RWKV-LM Pre-training Tutorial
This pre-training tutorial is based on the RWKV-LM repository. The training process is identical to that of the official RWKV models.
Pre-training Example
- RWKV-7-Arithmetic-0.1B: A 0.1B model pre-trained on the RWKV-7 architecture, capable of performing basic addition/subtraction operations and solving addition/subtraction equations.
Hardware Requirements
The VRAM required for pre-training is significantly higher than for fine-tuning.
The following table shows the VRAM required to pre-train RWKV models of different parameter sizes with M_BSZ="1"
and CTX_LEN="4096"
:
Model Parameters | Layers | Dimension | VRAM Requirement |
---|---|---|---|
0.1B | 12 | 768 | 6540MB (6.39GB) / BSZ=8 23634MB (23.08GB) |
0.4B | 24 | 1024 | 12414MB (12.12GB) / BSZ=6 23046MB (22.51GB) |
1.5B | 24 | 2048 | 42104MB (41.12GB) |
3B | 32 | 2560 | 91354MB (89.21GB) |
7B | 32 | 4096 | 4*4090 OOM |
14B | 61 | 4096 | 4*4090 OOM |
Clone the Repository
git clone https://github.com/BlinkDL/RWKV-LM.git
Unable to clone? Copy and run the following command to download and extract the RWKV-LM repository as a zip archive:
wget -O rwkv.zip https://github.com/BlinkDL/RWKV-LM/archive/refs/heads/main.zip && \
unzip -q rwkv.zip && \
mv RWKV-LM-main RWKV-LM && \
rm rwkv.zip
Warning
A repository downloaded as a zip file does not contain git information, so you cannot use git pull
to update it.
Prepare the Training Environment
Please refer to RWKV Fine-Tuning Environment Setup to configure a Conda environment, and then install the following software in the new environment:
# Install the CUDA 12.1 version of torch via a specific URL, or you can choose the latest version of torch + your CUDA version.
pip install torch --upgrade --extra-index-url https://download.pytorch.org/whl/cu121
# Install version 1.9.5 of PyTorch Lightning and other common machine learning toolkits.
# The --upgrade flag means that if the corresponding package is already installed, it will be upgraded.
pip install pytorch-lightning==1.9.5 deepspeed wandb ninja --upgrade
Tips
Slow download? Try adding the -i https://mirrors.aliyun.com/pypi/simple
argument to the command to use the Aliyun mirror for faster downloads.
After installation, use the following command to verify the PyTorch and CUDA versions:
python -c "import torch; print(torch.__version__, torch.cuda.is_available())"
The output 2.5.1+cu121 True
indicates that PyTorch 2.5.1 for CUDA 12.1 is installed and the CUDA 12.1 toolkit is available.
Prepare the Training Data
Please refer to the Prepare Training Data document to prepare a pre-training dataset in jsonl
format and place it in the RWKV-LM/RWKV-v5
directory.
In the RWKV-LM/RWKV-v5
directory, run the following command to convert the jsonl
data file to binidx
format:
python make_data.py demo.jsonl 30 4096
In the command, 30
represents the number of duplications, and 4096
is the context length. make_data.py
will perform the following operations:
- Duplicate and shuffle
demo.jsonl
30 times. - Load the duplicated
demo.jsonl
and tokenize it based on therwkv_vocab_v20230424
vocabulary. - Save the data in
binidx
format as two files:demo.bin
anddemo.idx
. - Calculate the
my_exit_tokens
andmagic_prime
parameters required for pre-training, based on the 4096 context length.

- - - -

_SET PROBLEM A_
List every model parameter size that appears in the VRAM table of the RWKV pre-training tutorial.

- - - -

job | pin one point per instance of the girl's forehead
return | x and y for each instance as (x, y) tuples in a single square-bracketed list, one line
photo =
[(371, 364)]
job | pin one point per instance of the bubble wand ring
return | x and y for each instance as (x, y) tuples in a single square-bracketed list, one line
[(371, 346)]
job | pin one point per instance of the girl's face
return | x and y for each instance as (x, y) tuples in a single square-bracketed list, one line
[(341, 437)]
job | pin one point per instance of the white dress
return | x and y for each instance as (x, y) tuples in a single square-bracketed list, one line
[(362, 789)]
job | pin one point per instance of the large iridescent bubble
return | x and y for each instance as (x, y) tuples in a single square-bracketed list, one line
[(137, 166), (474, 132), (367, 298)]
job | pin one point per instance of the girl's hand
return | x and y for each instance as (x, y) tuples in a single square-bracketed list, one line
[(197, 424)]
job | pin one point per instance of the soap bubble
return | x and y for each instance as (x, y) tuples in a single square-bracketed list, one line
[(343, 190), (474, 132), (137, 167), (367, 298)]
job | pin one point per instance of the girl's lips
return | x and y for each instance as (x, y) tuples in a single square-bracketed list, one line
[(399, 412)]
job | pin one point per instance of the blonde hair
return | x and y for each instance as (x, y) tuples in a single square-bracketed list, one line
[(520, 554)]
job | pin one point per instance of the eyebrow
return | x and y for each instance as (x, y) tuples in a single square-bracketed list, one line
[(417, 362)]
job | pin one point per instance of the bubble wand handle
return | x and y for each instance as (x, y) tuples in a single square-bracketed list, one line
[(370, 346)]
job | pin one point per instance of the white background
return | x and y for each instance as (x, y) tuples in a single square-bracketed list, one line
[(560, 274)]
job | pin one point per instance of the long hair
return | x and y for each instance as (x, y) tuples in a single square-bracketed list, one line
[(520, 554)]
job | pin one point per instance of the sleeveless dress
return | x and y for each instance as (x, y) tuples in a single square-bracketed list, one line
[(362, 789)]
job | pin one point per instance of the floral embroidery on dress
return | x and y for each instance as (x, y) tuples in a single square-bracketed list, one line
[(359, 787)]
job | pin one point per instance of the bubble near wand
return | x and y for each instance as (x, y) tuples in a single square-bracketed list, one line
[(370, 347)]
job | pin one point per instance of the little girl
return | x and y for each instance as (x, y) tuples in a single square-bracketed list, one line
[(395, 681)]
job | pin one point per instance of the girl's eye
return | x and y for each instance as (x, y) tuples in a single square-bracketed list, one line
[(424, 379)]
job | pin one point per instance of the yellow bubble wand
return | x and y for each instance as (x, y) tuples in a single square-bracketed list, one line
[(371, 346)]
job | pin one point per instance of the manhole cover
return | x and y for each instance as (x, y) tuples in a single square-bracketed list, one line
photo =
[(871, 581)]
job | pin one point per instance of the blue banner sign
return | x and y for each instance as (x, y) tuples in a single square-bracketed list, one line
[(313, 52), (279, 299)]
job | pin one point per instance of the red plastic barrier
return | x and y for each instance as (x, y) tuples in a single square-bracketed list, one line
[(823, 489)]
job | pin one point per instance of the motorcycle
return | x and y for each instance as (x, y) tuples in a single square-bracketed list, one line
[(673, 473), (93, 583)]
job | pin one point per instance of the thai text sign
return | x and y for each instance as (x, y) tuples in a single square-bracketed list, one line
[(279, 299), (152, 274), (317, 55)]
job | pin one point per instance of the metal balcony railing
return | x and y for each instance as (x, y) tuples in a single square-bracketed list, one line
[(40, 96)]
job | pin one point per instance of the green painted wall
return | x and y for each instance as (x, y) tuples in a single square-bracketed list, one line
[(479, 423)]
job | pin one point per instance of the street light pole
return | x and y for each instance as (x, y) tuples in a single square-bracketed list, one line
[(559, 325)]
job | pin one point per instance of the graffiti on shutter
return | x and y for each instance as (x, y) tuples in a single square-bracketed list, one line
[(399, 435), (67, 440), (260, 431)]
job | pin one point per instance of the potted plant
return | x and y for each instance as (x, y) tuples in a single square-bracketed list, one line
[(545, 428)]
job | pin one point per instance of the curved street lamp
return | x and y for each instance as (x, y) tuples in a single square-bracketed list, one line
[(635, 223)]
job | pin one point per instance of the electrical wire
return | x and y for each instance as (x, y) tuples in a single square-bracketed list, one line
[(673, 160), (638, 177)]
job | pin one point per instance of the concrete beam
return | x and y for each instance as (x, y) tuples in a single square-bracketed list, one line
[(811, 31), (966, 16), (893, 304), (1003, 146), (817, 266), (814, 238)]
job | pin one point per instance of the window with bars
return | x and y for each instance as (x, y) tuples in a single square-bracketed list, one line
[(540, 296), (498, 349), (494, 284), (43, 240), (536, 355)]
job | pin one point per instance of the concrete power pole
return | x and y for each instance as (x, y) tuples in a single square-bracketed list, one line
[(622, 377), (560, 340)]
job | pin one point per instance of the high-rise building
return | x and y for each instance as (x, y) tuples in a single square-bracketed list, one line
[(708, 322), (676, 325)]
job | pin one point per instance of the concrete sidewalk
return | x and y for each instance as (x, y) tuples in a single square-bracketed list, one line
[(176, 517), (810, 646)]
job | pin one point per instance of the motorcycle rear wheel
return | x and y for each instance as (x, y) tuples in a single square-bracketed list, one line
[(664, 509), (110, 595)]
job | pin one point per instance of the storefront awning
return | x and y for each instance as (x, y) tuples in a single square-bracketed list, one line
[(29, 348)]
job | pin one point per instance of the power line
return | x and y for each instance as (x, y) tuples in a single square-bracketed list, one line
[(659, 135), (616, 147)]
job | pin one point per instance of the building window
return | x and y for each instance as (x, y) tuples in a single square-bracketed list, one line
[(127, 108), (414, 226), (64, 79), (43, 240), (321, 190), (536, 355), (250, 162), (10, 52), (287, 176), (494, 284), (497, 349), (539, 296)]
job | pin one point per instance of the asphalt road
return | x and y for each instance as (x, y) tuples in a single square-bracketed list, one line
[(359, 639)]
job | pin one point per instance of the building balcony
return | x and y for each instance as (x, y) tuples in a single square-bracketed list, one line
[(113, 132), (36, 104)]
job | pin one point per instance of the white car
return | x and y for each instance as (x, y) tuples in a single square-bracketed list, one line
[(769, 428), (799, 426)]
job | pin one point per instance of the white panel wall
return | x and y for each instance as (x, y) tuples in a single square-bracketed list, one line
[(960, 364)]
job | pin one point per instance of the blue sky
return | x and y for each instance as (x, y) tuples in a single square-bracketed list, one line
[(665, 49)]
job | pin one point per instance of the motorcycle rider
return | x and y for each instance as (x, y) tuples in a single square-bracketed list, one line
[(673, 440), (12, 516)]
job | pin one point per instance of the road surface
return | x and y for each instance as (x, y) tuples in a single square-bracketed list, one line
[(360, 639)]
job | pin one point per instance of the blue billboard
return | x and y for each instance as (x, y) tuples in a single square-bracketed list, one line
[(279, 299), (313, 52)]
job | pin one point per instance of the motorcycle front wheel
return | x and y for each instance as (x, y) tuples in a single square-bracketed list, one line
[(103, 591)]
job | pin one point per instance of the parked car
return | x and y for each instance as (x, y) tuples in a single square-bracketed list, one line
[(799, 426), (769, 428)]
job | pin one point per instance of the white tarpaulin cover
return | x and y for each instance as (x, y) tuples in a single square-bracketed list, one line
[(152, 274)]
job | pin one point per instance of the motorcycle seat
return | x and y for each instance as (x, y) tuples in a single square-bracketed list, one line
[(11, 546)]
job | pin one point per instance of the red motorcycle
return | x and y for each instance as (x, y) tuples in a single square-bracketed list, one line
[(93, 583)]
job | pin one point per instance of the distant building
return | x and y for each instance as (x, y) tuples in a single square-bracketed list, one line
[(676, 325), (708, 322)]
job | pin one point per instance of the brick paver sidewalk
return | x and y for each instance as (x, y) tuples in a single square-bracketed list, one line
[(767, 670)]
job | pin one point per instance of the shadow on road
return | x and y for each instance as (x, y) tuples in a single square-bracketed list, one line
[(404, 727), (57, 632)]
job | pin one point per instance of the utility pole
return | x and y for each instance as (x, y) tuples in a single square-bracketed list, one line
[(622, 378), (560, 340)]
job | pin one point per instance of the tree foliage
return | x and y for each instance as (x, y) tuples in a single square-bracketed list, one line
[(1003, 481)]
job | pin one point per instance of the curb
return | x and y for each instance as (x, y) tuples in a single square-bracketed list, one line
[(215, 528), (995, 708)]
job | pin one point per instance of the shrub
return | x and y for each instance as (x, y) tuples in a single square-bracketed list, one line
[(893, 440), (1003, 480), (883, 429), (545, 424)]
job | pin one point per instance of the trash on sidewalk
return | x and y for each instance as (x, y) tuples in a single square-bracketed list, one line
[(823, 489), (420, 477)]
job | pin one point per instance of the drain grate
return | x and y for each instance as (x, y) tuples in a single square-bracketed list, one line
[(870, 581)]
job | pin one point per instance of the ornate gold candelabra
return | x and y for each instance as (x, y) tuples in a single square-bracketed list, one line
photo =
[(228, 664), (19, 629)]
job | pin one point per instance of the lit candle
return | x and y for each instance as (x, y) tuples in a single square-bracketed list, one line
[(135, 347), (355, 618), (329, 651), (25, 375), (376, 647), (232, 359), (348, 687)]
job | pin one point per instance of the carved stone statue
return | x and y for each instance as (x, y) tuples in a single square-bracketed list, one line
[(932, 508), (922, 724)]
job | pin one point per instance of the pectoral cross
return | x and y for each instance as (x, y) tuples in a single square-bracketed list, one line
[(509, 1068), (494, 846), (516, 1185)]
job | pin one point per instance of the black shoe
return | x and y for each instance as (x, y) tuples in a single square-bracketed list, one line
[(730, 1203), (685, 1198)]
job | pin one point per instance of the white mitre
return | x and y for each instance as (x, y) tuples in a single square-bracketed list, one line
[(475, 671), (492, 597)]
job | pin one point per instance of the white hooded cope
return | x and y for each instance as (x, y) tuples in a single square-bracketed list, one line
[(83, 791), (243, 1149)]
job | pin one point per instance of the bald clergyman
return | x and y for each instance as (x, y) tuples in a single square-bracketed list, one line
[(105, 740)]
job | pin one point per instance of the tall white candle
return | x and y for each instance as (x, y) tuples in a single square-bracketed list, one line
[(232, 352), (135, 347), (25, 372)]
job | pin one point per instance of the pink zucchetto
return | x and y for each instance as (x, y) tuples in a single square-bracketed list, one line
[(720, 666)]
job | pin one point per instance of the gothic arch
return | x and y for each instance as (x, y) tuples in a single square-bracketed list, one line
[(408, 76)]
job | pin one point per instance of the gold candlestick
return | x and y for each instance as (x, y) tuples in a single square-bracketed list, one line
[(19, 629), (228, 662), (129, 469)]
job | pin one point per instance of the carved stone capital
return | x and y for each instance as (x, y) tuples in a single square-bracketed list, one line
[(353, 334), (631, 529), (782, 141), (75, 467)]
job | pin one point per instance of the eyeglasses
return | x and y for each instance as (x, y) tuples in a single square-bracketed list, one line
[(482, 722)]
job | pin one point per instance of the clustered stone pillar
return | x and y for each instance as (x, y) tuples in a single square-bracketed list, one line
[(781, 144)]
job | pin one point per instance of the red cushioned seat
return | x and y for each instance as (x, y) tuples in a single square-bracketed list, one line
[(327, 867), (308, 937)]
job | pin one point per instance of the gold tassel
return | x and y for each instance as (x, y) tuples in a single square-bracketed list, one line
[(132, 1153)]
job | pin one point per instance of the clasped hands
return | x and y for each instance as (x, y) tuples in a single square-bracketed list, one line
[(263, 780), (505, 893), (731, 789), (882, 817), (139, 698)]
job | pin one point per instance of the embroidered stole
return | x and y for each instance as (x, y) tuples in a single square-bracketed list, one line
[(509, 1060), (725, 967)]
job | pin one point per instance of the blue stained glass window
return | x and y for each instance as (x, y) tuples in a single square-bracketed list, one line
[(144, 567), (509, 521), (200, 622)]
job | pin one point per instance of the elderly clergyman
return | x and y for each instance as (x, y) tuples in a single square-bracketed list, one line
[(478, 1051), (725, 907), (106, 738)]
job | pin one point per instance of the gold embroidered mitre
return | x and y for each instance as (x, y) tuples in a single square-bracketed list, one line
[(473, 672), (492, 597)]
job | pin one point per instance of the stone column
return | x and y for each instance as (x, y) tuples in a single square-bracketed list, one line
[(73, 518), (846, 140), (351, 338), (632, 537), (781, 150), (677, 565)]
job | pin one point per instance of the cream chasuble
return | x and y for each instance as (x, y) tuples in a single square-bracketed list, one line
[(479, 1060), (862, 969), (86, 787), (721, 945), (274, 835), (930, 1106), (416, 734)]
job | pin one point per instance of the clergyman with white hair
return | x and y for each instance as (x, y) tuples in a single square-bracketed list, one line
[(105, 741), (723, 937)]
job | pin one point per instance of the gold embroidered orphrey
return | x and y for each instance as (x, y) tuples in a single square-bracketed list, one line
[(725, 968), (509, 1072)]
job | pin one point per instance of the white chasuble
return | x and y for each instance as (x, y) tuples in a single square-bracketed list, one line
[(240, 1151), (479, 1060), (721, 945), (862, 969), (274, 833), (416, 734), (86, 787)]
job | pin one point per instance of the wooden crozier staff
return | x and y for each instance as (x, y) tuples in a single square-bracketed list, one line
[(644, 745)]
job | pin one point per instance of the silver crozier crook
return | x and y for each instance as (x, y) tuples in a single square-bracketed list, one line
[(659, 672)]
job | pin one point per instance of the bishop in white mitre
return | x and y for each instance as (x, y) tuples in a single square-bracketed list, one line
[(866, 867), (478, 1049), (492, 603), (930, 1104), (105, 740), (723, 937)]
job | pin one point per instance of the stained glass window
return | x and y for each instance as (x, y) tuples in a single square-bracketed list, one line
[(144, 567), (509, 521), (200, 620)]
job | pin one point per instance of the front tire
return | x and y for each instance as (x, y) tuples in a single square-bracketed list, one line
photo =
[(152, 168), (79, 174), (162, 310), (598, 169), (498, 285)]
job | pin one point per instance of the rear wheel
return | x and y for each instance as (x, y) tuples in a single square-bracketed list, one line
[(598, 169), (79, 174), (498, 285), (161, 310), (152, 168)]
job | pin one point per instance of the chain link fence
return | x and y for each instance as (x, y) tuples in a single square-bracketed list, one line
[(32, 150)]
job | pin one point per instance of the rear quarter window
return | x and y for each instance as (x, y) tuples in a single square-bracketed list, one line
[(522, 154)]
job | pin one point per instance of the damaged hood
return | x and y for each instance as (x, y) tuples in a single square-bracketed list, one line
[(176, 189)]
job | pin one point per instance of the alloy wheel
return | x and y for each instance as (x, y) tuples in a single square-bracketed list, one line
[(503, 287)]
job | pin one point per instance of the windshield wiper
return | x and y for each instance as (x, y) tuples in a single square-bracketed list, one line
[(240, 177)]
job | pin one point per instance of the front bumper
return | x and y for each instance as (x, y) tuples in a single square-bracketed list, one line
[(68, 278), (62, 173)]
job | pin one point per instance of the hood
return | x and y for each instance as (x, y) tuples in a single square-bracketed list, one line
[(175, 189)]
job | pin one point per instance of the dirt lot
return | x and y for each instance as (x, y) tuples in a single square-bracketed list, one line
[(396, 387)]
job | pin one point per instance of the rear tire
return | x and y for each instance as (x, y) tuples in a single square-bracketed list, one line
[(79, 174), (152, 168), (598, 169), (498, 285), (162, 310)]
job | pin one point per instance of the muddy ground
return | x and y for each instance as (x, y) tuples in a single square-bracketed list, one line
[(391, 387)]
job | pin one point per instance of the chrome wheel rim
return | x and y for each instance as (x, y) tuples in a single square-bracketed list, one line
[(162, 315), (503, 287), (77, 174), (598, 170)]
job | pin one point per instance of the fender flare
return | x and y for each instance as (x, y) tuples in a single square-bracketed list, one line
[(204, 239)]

- - - -

_SET PROBLEM B_
In the entries, extract everything from the line that contains "job | pin one point per instance of the street" down to the line that contains "[(545, 428)]", including both of those lines.

_WORKED ANSWER A_
0.1B, 0.4B, 1.5B, 3B, 7B, 14B

_WORKED ANSWER B_
job | pin one point per instance of the street light pole
return | x and y for each instance as (x, y) tuples in a single square-bracketed list, one line
[(559, 325)]
job | pin one point per instance of the graffiti on shutter
return | x and y for each instance as (x, y) tuples in a single square-bracketed list, one line
[(399, 435), (67, 440), (260, 431)]
job | pin one point per instance of the potted plant
return | x and y for each instance as (x, y) tuples in a single square-bracketed list, one line
[(545, 428)]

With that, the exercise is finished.